Each entry that follows must be output without any deviation.

> Extracted records:
▬▬▬

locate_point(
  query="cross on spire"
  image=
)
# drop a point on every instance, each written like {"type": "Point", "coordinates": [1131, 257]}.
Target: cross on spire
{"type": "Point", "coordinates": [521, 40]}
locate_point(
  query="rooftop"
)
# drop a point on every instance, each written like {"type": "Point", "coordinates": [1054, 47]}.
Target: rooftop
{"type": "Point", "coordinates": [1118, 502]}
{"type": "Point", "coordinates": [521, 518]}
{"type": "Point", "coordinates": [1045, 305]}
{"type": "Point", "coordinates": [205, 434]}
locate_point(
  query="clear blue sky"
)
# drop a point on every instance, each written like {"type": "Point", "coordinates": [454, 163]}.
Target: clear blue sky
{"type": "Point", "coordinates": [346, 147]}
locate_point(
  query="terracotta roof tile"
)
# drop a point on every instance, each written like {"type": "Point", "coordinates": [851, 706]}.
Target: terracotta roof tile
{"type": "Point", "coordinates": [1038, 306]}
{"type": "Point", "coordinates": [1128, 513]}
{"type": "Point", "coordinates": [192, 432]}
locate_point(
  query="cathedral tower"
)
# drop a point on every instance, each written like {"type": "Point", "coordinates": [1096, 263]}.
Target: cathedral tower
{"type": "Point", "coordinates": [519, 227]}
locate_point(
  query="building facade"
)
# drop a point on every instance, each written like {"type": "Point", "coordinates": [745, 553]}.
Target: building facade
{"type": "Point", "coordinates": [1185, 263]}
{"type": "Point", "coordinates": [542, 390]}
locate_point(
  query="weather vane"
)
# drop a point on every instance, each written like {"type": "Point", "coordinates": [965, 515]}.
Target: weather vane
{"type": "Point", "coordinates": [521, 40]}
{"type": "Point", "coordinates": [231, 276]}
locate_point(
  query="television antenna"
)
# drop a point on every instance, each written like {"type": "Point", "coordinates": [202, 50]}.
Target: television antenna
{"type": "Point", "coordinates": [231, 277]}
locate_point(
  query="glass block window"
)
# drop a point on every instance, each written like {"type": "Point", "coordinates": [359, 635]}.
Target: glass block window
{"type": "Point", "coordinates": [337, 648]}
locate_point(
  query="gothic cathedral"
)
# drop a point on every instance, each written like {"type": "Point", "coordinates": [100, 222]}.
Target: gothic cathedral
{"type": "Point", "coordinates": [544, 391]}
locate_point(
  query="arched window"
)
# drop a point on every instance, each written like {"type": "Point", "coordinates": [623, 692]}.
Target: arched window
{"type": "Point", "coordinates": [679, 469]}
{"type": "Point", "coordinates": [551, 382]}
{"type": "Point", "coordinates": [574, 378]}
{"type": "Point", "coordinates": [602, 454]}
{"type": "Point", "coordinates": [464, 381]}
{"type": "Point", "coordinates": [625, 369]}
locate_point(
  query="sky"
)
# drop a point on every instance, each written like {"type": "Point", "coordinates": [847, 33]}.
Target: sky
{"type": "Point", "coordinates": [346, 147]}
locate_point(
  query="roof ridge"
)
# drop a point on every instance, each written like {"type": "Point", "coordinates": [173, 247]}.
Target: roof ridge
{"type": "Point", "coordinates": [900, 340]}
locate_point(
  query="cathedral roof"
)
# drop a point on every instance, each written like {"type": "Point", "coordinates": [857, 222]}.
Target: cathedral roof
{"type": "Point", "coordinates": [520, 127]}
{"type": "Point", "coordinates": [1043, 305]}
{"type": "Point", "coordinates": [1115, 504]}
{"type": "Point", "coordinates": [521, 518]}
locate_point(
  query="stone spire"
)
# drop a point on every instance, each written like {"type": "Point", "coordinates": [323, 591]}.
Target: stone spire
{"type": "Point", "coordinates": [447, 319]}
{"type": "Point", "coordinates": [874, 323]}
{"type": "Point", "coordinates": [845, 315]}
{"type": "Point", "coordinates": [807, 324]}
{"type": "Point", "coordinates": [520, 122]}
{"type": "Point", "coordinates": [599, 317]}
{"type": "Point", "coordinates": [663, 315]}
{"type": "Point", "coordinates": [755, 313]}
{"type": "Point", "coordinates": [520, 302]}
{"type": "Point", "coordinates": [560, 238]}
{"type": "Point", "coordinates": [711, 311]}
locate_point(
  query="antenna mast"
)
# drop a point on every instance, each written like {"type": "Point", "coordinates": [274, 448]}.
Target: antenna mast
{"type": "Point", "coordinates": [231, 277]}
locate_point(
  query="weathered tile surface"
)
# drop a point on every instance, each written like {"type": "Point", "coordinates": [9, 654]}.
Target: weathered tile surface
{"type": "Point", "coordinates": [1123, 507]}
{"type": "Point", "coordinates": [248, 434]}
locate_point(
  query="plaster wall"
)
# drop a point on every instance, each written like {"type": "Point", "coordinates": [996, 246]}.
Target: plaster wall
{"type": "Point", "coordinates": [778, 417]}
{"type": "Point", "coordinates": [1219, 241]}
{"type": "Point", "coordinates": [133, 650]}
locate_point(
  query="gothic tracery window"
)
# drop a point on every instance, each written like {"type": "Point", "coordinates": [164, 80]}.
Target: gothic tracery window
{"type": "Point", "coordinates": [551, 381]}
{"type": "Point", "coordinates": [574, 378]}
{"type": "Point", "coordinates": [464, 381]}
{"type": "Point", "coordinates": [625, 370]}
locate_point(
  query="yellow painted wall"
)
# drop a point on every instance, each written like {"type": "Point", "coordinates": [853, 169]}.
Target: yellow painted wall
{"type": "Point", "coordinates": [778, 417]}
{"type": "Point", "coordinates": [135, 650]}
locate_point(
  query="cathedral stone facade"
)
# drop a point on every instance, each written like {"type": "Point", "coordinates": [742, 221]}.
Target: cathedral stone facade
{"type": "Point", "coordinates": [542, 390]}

▬▬▬

> Full response:
locate_point(
  query="cross on spire"
  image=
)
# drop a point on every instance, each written like {"type": "Point", "coordinates": [1131, 257]}.
Target: cross on spire
{"type": "Point", "coordinates": [521, 40]}
locate_point(
  query="rooftop"
)
# drop a point on every instance, each written like {"type": "Point", "coordinates": [1054, 47]}.
Target: rooftop
{"type": "Point", "coordinates": [1118, 502]}
{"type": "Point", "coordinates": [521, 518]}
{"type": "Point", "coordinates": [1045, 305]}
{"type": "Point", "coordinates": [205, 434]}
locate_point(
  query="clear blue sky"
)
# drop a point on every instance, each written like {"type": "Point", "coordinates": [454, 163]}.
Target: clear blue sky
{"type": "Point", "coordinates": [346, 147]}
locate_point(
  query="terracotta roof tile"
)
# drop a point on every instance, each written like {"type": "Point", "coordinates": [851, 706]}.
Target: terracotta roof tile
{"type": "Point", "coordinates": [1038, 306]}
{"type": "Point", "coordinates": [1128, 513]}
{"type": "Point", "coordinates": [192, 432]}
locate_point(
  query="cathedral tower"
)
# drop a point on every instance, each written like {"type": "Point", "coordinates": [1096, 263]}.
Target: cathedral tower
{"type": "Point", "coordinates": [519, 227]}
locate_point(
  query="building facade"
)
# drop a point on every instance, each written like {"type": "Point", "coordinates": [745, 553]}.
Target: building facade
{"type": "Point", "coordinates": [1185, 263]}
{"type": "Point", "coordinates": [542, 390]}
locate_point(
  query="weather vane"
)
# drop a point on every instance, each written like {"type": "Point", "coordinates": [965, 515]}.
Target: weather vane
{"type": "Point", "coordinates": [521, 40]}
{"type": "Point", "coordinates": [231, 276]}
locate_point(
  query="television antenna"
)
# drop a point on every instance, each written like {"type": "Point", "coordinates": [202, 50]}.
Target: television antenna
{"type": "Point", "coordinates": [231, 277]}
locate_point(
  query="glass block window"
)
# drop a point on every instance, each written like {"type": "Point", "coordinates": [359, 635]}.
Target: glass block window
{"type": "Point", "coordinates": [337, 648]}
locate_point(
  query="gothic cathedral"
)
# drop a point on every instance, each written like {"type": "Point", "coordinates": [100, 222]}.
Target: gothic cathedral
{"type": "Point", "coordinates": [544, 391]}
locate_point(
  query="arched window"
)
# drop a point on every instance, each written like {"type": "Point", "coordinates": [623, 692]}.
Target: arched window
{"type": "Point", "coordinates": [679, 469]}
{"type": "Point", "coordinates": [551, 382]}
{"type": "Point", "coordinates": [574, 378]}
{"type": "Point", "coordinates": [602, 454]}
{"type": "Point", "coordinates": [464, 381]}
{"type": "Point", "coordinates": [625, 369]}
locate_point(
  query="sky"
)
# drop a point on every instance, each written like {"type": "Point", "coordinates": [847, 33]}.
Target: sky
{"type": "Point", "coordinates": [346, 147]}
locate_point(
  query="roof ridge"
)
# drop a point on every instance, each written like {"type": "Point", "coordinates": [173, 247]}.
Target: roof ridge
{"type": "Point", "coordinates": [900, 340]}
locate_point(
  query="cathedral roof"
)
# drop a point on every instance, each written like {"type": "Point", "coordinates": [857, 222]}.
Target: cathedral roof
{"type": "Point", "coordinates": [520, 127]}
{"type": "Point", "coordinates": [1043, 305]}
{"type": "Point", "coordinates": [1115, 504]}
{"type": "Point", "coordinates": [521, 518]}
locate_point(
  query="stone spire"
)
# drop a point on every instance, each written like {"type": "Point", "coordinates": [323, 591]}.
Target: stone spire
{"type": "Point", "coordinates": [447, 319]}
{"type": "Point", "coordinates": [874, 323]}
{"type": "Point", "coordinates": [845, 315]}
{"type": "Point", "coordinates": [807, 324]}
{"type": "Point", "coordinates": [520, 122]}
{"type": "Point", "coordinates": [599, 317]}
{"type": "Point", "coordinates": [663, 315]}
{"type": "Point", "coordinates": [755, 313]}
{"type": "Point", "coordinates": [520, 302]}
{"type": "Point", "coordinates": [560, 238]}
{"type": "Point", "coordinates": [711, 311]}
locate_point(
  query="antenna mast"
)
# drop a point on every instance, each written like {"type": "Point", "coordinates": [274, 448]}.
Target: antenna mast
{"type": "Point", "coordinates": [231, 277]}
locate_point(
  query="weathered tile surface"
)
# drop a point on every instance, each written like {"type": "Point", "coordinates": [9, 654]}.
Target: weathered tile surface
{"type": "Point", "coordinates": [1123, 507]}
{"type": "Point", "coordinates": [248, 434]}
locate_point(
  query="plaster wall"
)
# drop a point on every instance, each written like {"type": "Point", "coordinates": [996, 246]}.
Target: plaster wall
{"type": "Point", "coordinates": [778, 417]}
{"type": "Point", "coordinates": [1219, 241]}
{"type": "Point", "coordinates": [133, 650]}
locate_point(
  query="gothic tracery window"
)
# drop a point on every instance, each written like {"type": "Point", "coordinates": [164, 80]}.
Target: gothic tracery window
{"type": "Point", "coordinates": [551, 381]}
{"type": "Point", "coordinates": [574, 378]}
{"type": "Point", "coordinates": [464, 381]}
{"type": "Point", "coordinates": [625, 370]}
locate_point(
  query="yellow painted wall"
)
# drop a point on every instance, each written like {"type": "Point", "coordinates": [853, 169]}.
Target: yellow painted wall
{"type": "Point", "coordinates": [778, 417]}
{"type": "Point", "coordinates": [135, 650]}
locate_point(
  query="cathedral stone facade"
)
# drop a point on every instance, each written like {"type": "Point", "coordinates": [742, 221]}.
Target: cathedral stone facade
{"type": "Point", "coordinates": [542, 390]}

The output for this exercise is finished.